▶ [Exercise directions] Rewrite the material below, replacing "trace the outline" with "draw the boundary" everywhere and leaving every other word as it is.

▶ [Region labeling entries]
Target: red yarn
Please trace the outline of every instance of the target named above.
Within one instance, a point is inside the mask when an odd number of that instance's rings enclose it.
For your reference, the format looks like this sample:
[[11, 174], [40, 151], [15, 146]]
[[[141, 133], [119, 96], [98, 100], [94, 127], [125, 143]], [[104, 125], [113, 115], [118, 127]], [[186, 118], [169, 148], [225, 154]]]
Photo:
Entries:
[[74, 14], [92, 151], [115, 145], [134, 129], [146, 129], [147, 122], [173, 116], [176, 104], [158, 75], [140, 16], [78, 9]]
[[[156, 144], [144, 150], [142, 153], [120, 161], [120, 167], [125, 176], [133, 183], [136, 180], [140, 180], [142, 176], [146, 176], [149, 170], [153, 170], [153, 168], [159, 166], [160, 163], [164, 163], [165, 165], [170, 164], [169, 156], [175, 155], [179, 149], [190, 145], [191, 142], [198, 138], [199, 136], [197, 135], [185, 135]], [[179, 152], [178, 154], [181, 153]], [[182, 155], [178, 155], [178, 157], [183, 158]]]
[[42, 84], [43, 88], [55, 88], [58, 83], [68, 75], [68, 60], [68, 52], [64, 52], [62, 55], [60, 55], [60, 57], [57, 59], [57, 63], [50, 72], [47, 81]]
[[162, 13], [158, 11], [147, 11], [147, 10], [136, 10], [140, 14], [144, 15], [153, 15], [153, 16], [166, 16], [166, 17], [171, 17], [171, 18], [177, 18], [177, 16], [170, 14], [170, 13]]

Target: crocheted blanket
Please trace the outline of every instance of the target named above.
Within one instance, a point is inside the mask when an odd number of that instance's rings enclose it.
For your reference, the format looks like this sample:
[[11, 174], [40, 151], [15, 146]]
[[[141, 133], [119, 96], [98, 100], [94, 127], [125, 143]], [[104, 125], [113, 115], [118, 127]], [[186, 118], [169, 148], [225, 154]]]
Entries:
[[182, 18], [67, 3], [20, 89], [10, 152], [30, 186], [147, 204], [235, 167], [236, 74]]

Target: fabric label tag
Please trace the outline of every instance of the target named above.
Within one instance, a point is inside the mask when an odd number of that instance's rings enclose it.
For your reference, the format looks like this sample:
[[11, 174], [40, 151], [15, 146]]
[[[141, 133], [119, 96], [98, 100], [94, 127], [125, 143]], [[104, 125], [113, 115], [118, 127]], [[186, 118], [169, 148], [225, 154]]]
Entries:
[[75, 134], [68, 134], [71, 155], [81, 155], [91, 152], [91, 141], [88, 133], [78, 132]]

▶ [Result below]
Target: red yarn
Please draw the boundary of every instance of the target named above.
Within one instance, a point is inside the mask when an odd number of that instance's rings enclose it.
For your reference, the format looks like this sample:
[[11, 174], [40, 151], [15, 146]]
[[[141, 133], [119, 96], [98, 100], [94, 127], [125, 143]], [[104, 125], [113, 115], [118, 127]], [[186, 118], [169, 148], [225, 154]]]
Photo:
Entries:
[[74, 14], [92, 151], [115, 145], [134, 129], [146, 129], [147, 122], [173, 116], [176, 104], [158, 75], [140, 16], [78, 9]]
[[[156, 144], [144, 150], [142, 153], [120, 161], [120, 167], [125, 176], [133, 183], [136, 180], [140, 180], [142, 176], [146, 176], [149, 170], [153, 170], [153, 168], [159, 166], [160, 163], [164, 163], [165, 165], [170, 164], [169, 156], [175, 155], [179, 149], [190, 145], [191, 142], [198, 138], [199, 136], [197, 135], [185, 135]], [[179, 152], [178, 154], [181, 153]], [[182, 155], [178, 155], [178, 157], [183, 158]]]
[[42, 84], [43, 88], [55, 88], [58, 83], [68, 75], [68, 60], [68, 52], [64, 52], [62, 55], [60, 55], [60, 57], [57, 59], [57, 63], [50, 72], [47, 81]]
[[162, 13], [158, 11], [147, 11], [147, 10], [136, 10], [140, 14], [144, 15], [153, 15], [153, 16], [166, 16], [166, 17], [171, 17], [171, 18], [177, 18], [177, 16], [170, 14], [170, 13]]

Target: crocheted blanket
Please draw the boundary of every instance of the target named above.
Within one instance, a point is inside the mask when an odd number of that instance's rings enclose it.
For your reference, the format looks like this sample:
[[11, 174], [40, 151], [15, 146]]
[[[141, 133], [119, 96], [98, 100], [94, 127], [125, 143]], [[104, 125], [113, 115], [118, 127]], [[186, 118], [169, 148], [225, 154]]]
Entries:
[[182, 18], [67, 3], [20, 89], [10, 152], [30, 186], [147, 204], [235, 167], [236, 74]]

Target: fabric label tag
Please draw the boundary of every instance of the target named above.
Within one instance, a point is inside the mask when an odd number of that instance's rings enclose it.
For your reference, the format looks like this sample:
[[11, 174], [40, 151], [15, 146]]
[[[141, 133], [119, 96], [98, 100], [94, 127], [125, 143]], [[104, 125], [113, 115], [118, 127]], [[186, 118], [169, 148], [225, 154]]]
Entries:
[[75, 134], [68, 134], [71, 155], [81, 155], [91, 152], [91, 141], [88, 133], [78, 132]]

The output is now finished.